* **Stated task**
Rewrite the stretch of lines from the one containing "Target: gravel ground" through the one containing "column 659, row 281", swapping "excavator" for "digger" and leaving everything else the same.

* **Stored rows**
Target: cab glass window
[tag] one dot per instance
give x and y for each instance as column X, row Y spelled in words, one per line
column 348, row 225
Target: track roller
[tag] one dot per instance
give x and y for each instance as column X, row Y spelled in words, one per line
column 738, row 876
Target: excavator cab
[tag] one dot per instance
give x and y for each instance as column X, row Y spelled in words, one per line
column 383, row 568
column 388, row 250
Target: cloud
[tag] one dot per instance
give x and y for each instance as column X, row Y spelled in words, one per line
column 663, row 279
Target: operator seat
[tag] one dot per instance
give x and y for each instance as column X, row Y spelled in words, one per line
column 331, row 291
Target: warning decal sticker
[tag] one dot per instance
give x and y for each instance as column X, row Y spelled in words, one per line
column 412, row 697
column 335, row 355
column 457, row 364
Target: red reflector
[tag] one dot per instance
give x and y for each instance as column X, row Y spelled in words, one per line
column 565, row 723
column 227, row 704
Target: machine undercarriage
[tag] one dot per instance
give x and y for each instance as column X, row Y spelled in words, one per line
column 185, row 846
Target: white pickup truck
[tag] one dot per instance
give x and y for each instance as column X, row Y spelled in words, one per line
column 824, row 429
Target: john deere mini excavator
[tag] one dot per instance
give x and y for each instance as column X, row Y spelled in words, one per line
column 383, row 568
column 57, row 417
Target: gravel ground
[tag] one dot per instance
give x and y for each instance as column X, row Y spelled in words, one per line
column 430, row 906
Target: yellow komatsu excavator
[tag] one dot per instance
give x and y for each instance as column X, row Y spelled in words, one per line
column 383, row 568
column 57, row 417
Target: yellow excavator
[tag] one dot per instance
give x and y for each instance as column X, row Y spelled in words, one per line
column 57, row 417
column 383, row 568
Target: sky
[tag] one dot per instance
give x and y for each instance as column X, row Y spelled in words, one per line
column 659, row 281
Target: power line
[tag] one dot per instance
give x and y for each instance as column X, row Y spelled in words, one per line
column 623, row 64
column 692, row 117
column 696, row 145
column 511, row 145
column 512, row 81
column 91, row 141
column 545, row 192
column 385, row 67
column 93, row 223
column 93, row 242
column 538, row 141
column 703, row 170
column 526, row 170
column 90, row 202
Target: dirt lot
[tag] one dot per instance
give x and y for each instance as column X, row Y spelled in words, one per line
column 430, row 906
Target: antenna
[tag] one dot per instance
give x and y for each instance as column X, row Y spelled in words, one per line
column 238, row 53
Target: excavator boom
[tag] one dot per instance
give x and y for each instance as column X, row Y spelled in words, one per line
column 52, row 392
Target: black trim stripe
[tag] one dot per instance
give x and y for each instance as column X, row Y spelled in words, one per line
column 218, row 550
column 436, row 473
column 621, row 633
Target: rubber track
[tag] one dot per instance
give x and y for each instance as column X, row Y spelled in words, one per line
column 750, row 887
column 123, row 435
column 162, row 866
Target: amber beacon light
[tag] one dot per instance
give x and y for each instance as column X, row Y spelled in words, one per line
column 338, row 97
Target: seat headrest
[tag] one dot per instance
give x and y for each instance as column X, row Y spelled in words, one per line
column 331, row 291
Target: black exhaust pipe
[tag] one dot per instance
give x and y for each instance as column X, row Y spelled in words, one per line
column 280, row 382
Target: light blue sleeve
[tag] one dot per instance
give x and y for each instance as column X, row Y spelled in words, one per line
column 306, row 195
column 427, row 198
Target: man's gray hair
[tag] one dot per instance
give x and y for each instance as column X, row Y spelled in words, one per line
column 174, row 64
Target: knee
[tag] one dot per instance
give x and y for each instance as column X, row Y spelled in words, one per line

* **Finished exercise**
Target: gravel ground
[tag] one dot per instance
give x and y for each instance as column X, row Y spelled in words, one per line
column 430, row 906
Target: yellow komatsu digger
[tag] one dot per instance
give x and y for each instance as column X, row Y spelled in words, one per line
column 383, row 568
column 57, row 417
Target: yellow digger
[tag] one dot per instance
give x and y for each instance as column X, row Y spelled in words, one per line
column 57, row 417
column 383, row 568
Target: sky
[tag] one dot per instance
give x and y for each instance as column X, row Y spelled in words, one per line
column 659, row 281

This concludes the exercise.